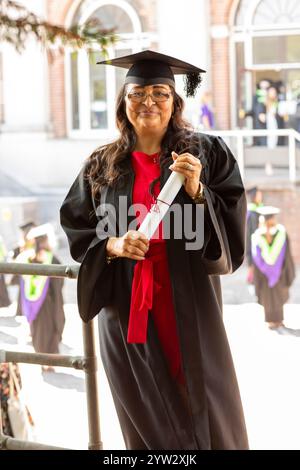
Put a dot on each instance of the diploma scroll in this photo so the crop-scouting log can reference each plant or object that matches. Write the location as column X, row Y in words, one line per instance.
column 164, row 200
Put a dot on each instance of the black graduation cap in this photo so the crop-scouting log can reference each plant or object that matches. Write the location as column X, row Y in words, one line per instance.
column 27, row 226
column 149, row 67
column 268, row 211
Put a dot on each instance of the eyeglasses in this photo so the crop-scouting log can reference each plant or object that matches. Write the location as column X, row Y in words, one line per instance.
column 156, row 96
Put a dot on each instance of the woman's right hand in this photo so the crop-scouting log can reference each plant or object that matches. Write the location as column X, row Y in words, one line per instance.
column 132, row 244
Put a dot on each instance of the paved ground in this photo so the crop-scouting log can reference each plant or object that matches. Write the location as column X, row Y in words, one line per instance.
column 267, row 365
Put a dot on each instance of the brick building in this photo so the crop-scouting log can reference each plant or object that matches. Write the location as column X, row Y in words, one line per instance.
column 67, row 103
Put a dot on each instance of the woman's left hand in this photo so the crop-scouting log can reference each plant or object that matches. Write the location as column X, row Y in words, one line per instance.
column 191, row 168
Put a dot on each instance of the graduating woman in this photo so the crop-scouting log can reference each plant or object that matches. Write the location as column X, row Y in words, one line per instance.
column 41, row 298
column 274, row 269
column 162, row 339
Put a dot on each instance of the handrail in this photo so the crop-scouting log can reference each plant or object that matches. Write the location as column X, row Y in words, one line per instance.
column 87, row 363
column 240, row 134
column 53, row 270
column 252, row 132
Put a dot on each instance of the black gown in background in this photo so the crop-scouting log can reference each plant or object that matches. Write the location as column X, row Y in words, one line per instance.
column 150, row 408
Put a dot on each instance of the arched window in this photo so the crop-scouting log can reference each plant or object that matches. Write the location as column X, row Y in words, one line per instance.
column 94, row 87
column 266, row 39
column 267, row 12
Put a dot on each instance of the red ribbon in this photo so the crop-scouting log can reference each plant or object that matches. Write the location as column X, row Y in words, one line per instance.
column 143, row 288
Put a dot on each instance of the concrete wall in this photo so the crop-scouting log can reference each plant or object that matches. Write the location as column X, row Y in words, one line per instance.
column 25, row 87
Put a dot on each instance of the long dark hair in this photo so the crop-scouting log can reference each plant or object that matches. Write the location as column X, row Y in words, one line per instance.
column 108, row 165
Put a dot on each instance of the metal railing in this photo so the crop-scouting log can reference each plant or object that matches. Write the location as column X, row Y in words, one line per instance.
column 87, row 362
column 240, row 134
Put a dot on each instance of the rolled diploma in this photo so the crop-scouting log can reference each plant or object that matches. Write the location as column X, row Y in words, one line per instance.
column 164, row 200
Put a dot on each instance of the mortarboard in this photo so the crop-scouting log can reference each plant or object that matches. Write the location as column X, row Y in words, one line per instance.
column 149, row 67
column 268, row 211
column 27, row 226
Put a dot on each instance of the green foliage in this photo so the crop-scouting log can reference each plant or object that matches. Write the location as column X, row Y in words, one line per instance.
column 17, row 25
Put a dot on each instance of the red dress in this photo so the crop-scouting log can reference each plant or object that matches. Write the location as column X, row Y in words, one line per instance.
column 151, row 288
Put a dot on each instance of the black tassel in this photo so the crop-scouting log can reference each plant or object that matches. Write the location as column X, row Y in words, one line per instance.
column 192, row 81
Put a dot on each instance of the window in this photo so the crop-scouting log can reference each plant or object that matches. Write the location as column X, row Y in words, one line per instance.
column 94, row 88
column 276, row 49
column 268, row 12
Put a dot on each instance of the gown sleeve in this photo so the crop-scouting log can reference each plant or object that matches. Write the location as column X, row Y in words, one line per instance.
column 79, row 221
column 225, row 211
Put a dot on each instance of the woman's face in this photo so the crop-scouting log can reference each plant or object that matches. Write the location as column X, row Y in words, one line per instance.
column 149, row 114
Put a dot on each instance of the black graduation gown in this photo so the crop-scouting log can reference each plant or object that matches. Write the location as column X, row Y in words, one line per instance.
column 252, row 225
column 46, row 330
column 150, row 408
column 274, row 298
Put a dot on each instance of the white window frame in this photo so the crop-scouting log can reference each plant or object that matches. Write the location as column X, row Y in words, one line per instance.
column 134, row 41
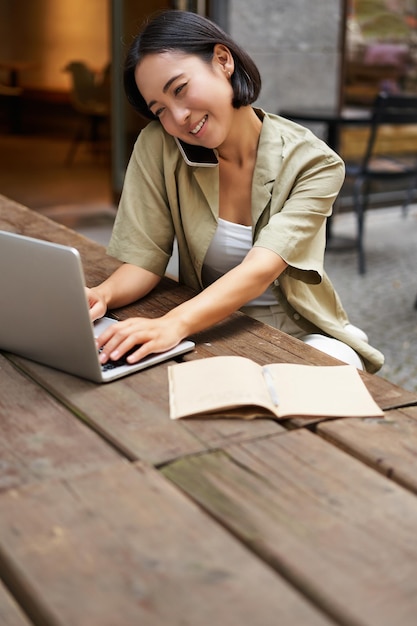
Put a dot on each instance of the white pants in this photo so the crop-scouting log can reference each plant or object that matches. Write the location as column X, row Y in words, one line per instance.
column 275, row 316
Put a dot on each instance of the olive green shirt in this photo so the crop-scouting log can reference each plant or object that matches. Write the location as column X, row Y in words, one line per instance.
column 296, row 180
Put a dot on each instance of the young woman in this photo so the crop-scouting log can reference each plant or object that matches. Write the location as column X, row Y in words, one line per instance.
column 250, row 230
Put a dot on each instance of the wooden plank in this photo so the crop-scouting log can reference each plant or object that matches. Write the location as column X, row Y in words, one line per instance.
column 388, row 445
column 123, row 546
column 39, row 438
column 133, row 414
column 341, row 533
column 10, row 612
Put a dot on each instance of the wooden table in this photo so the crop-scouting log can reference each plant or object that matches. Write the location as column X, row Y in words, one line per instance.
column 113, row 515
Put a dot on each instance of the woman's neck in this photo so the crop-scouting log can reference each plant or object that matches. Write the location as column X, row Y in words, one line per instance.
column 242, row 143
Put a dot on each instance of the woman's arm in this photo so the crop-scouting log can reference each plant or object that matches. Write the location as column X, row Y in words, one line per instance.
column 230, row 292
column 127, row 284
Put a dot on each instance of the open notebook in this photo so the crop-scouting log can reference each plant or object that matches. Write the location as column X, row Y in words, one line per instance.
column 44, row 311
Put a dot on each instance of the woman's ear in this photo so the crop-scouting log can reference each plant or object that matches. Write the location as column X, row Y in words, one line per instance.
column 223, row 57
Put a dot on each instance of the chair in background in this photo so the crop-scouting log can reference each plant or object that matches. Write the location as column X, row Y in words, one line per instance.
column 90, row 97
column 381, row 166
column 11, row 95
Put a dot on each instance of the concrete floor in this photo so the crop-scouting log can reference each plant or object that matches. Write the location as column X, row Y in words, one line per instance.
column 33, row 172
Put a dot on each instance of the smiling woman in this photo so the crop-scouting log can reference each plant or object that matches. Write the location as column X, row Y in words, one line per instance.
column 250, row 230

What you will do
Print the full listing again exactly, and drop every image from it.

Answer space
Put a dot on each instance of the diploma scroll in this photo so the crop-scouting log can reference each plant or object that matches. Write the location as column X, row Y in words, one line per instance.
column 164, row 200
Put a dot on each instance of the black graduation cap in this photo so the crop-scouting log can reference each plant or object that matches. Write the location as column X, row Y in words, one line per instance.
column 27, row 226
column 149, row 67
column 268, row 211
Put a dot on each instance of the eyeglasses in this photo so the crop-scouting log can reference each plant or object that matches. Write the location as column X, row Y in words, one line per instance.
column 156, row 96
Put a dot on each instance of the woman's right hand in this photo so the crop-scouting log can reference each plant or object that matches. Write the location as column X, row Y in words, one line per instance.
column 132, row 244
Put a dot on each instance of the paved ground in this photo so the crop-scouting log can reference each plant or object that matches. Write the location as column X, row Y in words, one line per instance.
column 267, row 365
Put a dot on each instance of the brick building in this photo so the crop-scouting log can reference each plant or object that matches. Write the location as column X, row Y in words, one line per instance.
column 67, row 103
Put a dot on each instance of the woman's left hand in this photo so the crop-scouting log can reference each plant or object that matches. Write the location as column X, row Y in words, one line per instance.
column 191, row 168
Put a dot on each instance of the graduating woman in this photo so the crop-scouting log can reference each plant or object that matches. Write the location as column X, row Y in words, one line per instance.
column 41, row 298
column 274, row 269
column 162, row 339
Put a dot on each instance of the handrail in this photo so the crop-scouting log can reference each plant or object that matches. Write the location as column X, row Y in words, one line per instance.
column 87, row 363
column 240, row 134
column 53, row 270
column 252, row 132
Put a dot on each instance of the black gown in background in this photo so the crop-scouting log can reference each plant or object that matches. Write the location as column X, row Y in words, one line per instance.
column 150, row 408
Put a dot on each instance of the arched window in this photo so the crop-scouting log can reference each plant or object that matches. Write the location as column X, row Y in words, one line per instance.
column 94, row 87
column 266, row 39
column 267, row 12
Put a dot on each instance of the red ribbon in this photo so the crop-scouting log can reference each plant or object that matches. Write the location as column X, row Y in words, one line per instance.
column 143, row 288
Put a dot on each instance of the concrete wall in this photo so the crop-scouting log can reference each plant or object that matches. Write the location as column X, row Y in words, one line per instance.
column 25, row 87
Put a dot on each instance of the long dark hair in this photo so the crop-scouting log can reference each plant or object that matches. Write the location as column X, row Y in words, one line per instance.
column 108, row 165
Put a dot on each instance of the metal railing in this photo so the crop-scouting log can reference each plant or object that matches. Write the location as column X, row Y in words, one line per instance.
column 87, row 362
column 240, row 134
Put a dot on each instance of the rolled diploma in this photo so the crop-scouting log can reference each plant or object that matches. Write the location as column X, row Y in words, one line per instance.
column 164, row 200
Put a dot on each instance of the mortarboard in this photo so the crop-scouting log can reference each plant or object that matches. Write the location as column X, row Y in words, one line per instance.
column 149, row 67
column 268, row 211
column 27, row 226
Put a dot on each instance of the green foliage in this photo so the crop-scouting log can reference each plant or object that matches. Write the location as column X, row Y in words, one line per instance.
column 17, row 25
Put a dot on each instance of the red dress in this photo so the crop-scouting log can reference each plant or object that matches. Write the location as column X, row Y in words, one line per instance.
column 151, row 288
Put a dot on each instance of the black tassel in this photo so the crop-scouting log can reference each plant or object that matches. Write the location as column X, row Y in words, one line per instance.
column 192, row 81
Put a dot on each instance of the window in this photo so the crop-scouting log can reference each plant or object that matches. Write the location as column X, row Y in words, one line per instance.
column 94, row 88
column 276, row 49
column 268, row 12
Put a dot on each instance of the gown sleeve in this photo so the crop-scouting log can reference each plant or object that matches. Write the location as column X, row Y in words, one line per instance.
column 79, row 221
column 225, row 211
Put a dot on each instance of the woman's face in this photo so the crop-scouting log can reference each plant or object that matches. Write the location as column X, row Y in words, one line per instance.
column 149, row 114
Put a dot on each instance of the black graduation gown in this photo so the crop-scouting log can reference each plant or object that matches. Write the location as column X, row Y in words, one line per instance.
column 252, row 225
column 46, row 330
column 150, row 408
column 274, row 298
Put a dot on each instance of the white window frame in this photo so the crop-scouting log can reference each plant or object that matches. Write the location as column X, row Y in words, one line per instance.
column 134, row 41
Put a dot on each instance of the white pants in this photo so the crop-scouting log can reference each plant or object that matches. Write the location as column X, row Y in words, one line per instance.
column 275, row 316
Put a dot on each instance of the olive green shirt in this photo so the crop-scouting log can reference each plant or object that matches. Write the location as column X, row Y in words, one line per instance.
column 296, row 180
Put a dot on each instance of the young woman in this photo so the crop-scouting log can reference each plant or object that matches. Write the location as column X, row Y in words, one line per instance.
column 250, row 230
Put a dot on each instance of the wooden plank in this photo so the crop-scouting log can reference each plant or object that matches. Write the location as column X, row Y in words, one line per instance.
column 388, row 445
column 123, row 546
column 39, row 438
column 133, row 414
column 341, row 533
column 10, row 612
Put a dot on each instance of the wooden table in this photo so the crop-scouting log can reference each plant or object that matches. Write the location as column X, row Y in words, one line per instance.
column 113, row 515
Put a dot on each instance of the woman's neck in this photo so the crop-scouting log can reference each plant or object that matches. Write the location as column X, row Y in words, one line per instance.
column 242, row 143
Put a dot on each instance of the woman's arm in this photo so the crop-scouting log can reference each plant or object that matches. Write the location as column X, row Y in words, one line per instance.
column 230, row 292
column 127, row 284
Put a dot on each instance of the open notebook in this photo so the crop-scouting log can reference each plant or object that matches. Write the location as column X, row Y in words, one line per instance.
column 44, row 311
Put a dot on each instance of the woman's ear in this photo so the crop-scouting log can reference each plant or object that matches. Write the location as column X, row Y in words, one line per instance.
column 223, row 57
Put a dot on each instance of the chair in background in this photo so the crop-scouting log can reference each plant or object that matches. Write the location as column X, row Y in words, one line per instance.
column 90, row 97
column 381, row 166
column 11, row 95
Put a dot on each instance of the concrete floor in this photo so the crop-scouting log can reference each plant or object that matches. Write the location as column X, row Y in words, one line per instance.
column 33, row 172
Put a dot on each instance of the smiling woman in this photo so the crop-scouting log can reference each plant or object that matches. Write the location as column X, row Y in words, one line per instance.
column 250, row 230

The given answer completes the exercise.